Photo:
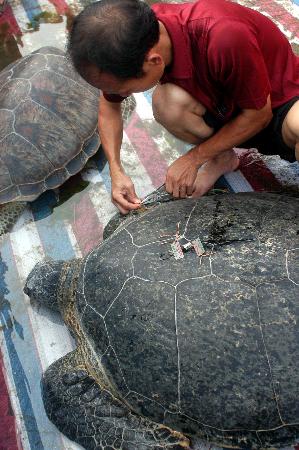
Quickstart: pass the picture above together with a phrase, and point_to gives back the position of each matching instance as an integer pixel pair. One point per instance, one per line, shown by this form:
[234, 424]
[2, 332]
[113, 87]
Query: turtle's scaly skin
[48, 127]
[48, 124]
[208, 347]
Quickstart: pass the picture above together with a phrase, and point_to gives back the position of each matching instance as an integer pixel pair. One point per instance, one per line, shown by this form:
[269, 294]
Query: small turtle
[172, 350]
[48, 127]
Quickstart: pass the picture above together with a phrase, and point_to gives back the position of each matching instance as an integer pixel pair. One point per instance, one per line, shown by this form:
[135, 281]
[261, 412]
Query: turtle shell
[207, 345]
[48, 123]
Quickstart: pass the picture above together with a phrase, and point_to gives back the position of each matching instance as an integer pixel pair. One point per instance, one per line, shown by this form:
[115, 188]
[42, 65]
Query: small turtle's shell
[48, 121]
[207, 345]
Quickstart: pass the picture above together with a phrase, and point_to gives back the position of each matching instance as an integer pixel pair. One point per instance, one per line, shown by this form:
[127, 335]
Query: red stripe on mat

____

* [PROBLEM TO WORK ON] Output the entries verbatim, skipping images.

* [TASK RESULT]
Photo:
Quickstart: pass the picture above together with a phrase, and point_to gives back the position of each matching instance as an integer pixel pair. One point per instance, one per line, shown by this form:
[234, 424]
[2, 332]
[113, 87]
Query: turtle's scaly skin
[48, 127]
[48, 124]
[208, 347]
Quickstart: pass the picture above together with a phrase, and point_to gives back the position of each matching instance as an integer pixel pair. One point per instance, one per line, shown by this form:
[269, 294]
Query: small turtle
[172, 350]
[48, 127]
Quickstart: pass the picture above together with a phrase, and point_to gives back the position of each matching instance as an integer pixel pair. One point per instance, one per line, shown by this form:
[135, 281]
[261, 412]
Query: turtle shell
[207, 345]
[48, 123]
Quickstart: pass the picture above together with a phrase, and point_to gives back the position of each matching instance as an integer pixel pair. One point per instance, one per line, shown by this form:
[115, 188]
[42, 65]
Query: small turtle's shell
[48, 121]
[207, 345]
Quickstart: pass the picture above together with a phrase, and point_to gives back the position of each matching instance as an integer pixel pair. One point per instance, one per line, shown by this form:
[127, 335]
Query: red stripe on mat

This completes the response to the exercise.